**WHAT THE TASK REQUIRES:** Return each line of the material verbatim.

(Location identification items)
★ ★ ★
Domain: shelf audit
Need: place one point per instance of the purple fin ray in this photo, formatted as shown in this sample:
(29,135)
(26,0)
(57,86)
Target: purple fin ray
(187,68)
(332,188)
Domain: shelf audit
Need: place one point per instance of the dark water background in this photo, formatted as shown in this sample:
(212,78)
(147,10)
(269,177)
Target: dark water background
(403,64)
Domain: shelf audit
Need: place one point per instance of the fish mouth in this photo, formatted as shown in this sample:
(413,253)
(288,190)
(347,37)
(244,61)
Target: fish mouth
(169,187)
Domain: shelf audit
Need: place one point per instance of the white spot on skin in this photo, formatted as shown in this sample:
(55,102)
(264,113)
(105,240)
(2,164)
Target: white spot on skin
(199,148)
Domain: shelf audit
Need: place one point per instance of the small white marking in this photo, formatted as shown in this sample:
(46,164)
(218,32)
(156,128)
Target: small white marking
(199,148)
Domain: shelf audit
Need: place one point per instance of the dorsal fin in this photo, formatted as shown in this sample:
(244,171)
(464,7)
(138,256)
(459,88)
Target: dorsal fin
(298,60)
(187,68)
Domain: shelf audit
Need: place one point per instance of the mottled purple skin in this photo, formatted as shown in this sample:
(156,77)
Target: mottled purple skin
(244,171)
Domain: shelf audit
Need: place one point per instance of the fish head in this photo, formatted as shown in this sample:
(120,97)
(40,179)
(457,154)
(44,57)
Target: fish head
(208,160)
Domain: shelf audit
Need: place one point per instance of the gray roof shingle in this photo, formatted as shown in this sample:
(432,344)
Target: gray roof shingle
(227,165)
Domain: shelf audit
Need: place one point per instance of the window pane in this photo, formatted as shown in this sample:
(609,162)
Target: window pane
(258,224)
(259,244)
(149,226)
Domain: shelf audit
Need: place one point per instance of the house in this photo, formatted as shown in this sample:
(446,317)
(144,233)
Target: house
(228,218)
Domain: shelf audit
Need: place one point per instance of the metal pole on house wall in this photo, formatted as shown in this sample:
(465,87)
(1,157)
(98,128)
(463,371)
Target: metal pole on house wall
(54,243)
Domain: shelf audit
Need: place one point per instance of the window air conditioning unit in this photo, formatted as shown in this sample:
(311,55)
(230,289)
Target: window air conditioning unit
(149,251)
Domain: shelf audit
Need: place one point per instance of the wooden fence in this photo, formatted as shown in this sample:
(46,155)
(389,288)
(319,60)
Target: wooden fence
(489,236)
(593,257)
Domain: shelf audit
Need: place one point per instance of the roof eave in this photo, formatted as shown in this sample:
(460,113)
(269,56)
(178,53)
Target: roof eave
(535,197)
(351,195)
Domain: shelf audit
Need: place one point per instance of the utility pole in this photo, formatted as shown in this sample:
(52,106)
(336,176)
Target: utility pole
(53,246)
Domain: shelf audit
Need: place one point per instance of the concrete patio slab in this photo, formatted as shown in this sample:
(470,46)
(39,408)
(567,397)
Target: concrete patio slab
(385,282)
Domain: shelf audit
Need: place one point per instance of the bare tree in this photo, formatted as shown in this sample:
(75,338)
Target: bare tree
★ ★ ★
**PROBLEM SOLUTION:**
Domain: shelf audit
Need: place one point per instance of the purple fin ray in this photo, formatted as shown in this sample:
(29,135)
(26,0)
(57,86)
Target: purple fin ray
(187,68)
(332,188)
Domain: shelf audit
Need: place one point per instance of the dark water background in this photo, formatted as shown in this sample:
(212,78)
(147,10)
(269,177)
Target: dark water background
(403,64)
Domain: shelf audit
Need: place one point per instance of the fish mouth in this photo, formatted as shown in this sample:
(413,253)
(288,190)
(347,37)
(244,61)
Target: fish mouth
(169,187)
Domain: shelf audit
Need: place one point per instance of the white spot on skin in this photo, formatted as shown in this sample:
(55,102)
(264,113)
(105,240)
(2,164)
Target: white spot on skin
(199,148)
Domain: shelf audit
Need: place one point per instance of the small white marking in this photo, formatted as shown in this sample:
(46,164)
(218,32)
(156,128)
Target: small white marking
(199,148)
Domain: shelf audit
Need: place one point per instance of the dorsal fin in this photo, formatted as shown in this sample:
(244,171)
(464,7)
(138,256)
(459,88)
Target: dorsal fin
(298,60)
(187,68)
Domain: shelf audit
Need: place one point per instance of the mottled purple skin in this photo, formatted as shown in this sample:
(156,77)
Target: mottled purple skin
(244,171)
Domain: shelf audit
Need: place one point per instance of the fish head in this photo, formatted as shown in this sample:
(120,97)
(40,179)
(457,154)
(44,57)
Target: fish head
(208,160)
Domain: shelf audit
Need: place one point per instance of the gray roof shingle in this photo, formatted as shown in this sample:
(432,344)
Target: gray roof shingle
(227,165)
Domain: shelf audit
Need: place one point per instance of the window pane in this photo, formatted as shown in this sample:
(609,162)
Target: window pane
(258,224)
(259,244)
(149,226)
Domain: shelf audit
Need: place one point per instance of the house in this photo, formatted as shown in this sample:
(446,317)
(144,233)
Target: house
(228,218)
Domain: shelf audit
Need: place one point per instance of the metal pole on house wall in this photo, formatted as shown in this sample:
(465,87)
(1,157)
(98,128)
(463,371)
Target: metal pole on house wall
(54,243)
Domain: shelf audit
Need: place one point per instance of the window air conditioning unit in this photo, formatted as shown in this sample:
(311,55)
(230,289)
Target: window air conditioning unit
(149,251)
Domain: shelf audit
Need: place one point per instance of the wooden fence in this photo, formatted as shown in this sample:
(46,155)
(389,288)
(319,60)
Target: wooden fence
(489,236)
(593,257)
Domain: shelf audit
Need: place one point per instance of the roof eave in this photo, formatted as shown in this sample:
(460,113)
(269,56)
(178,53)
Target: roof eave
(535,197)
(351,195)
Domain: shelf audit
Need: place one point per instance of the utility pole in this photo, formatted as shown in this sample:
(52,106)
(336,176)
Target: utility pole
(53,246)
Domain: shelf audit
Need: place one point per instance of the concrete patio slab in this photo, formatted as shown in this sample:
(470,46)
(39,408)
(567,397)
Target: concrete patio slab
(385,282)
Domain: shelf audit
Need: place one point per instance of the bare tree in this photo, formatted as shown in this sample:
(75,338)
Target: bare tree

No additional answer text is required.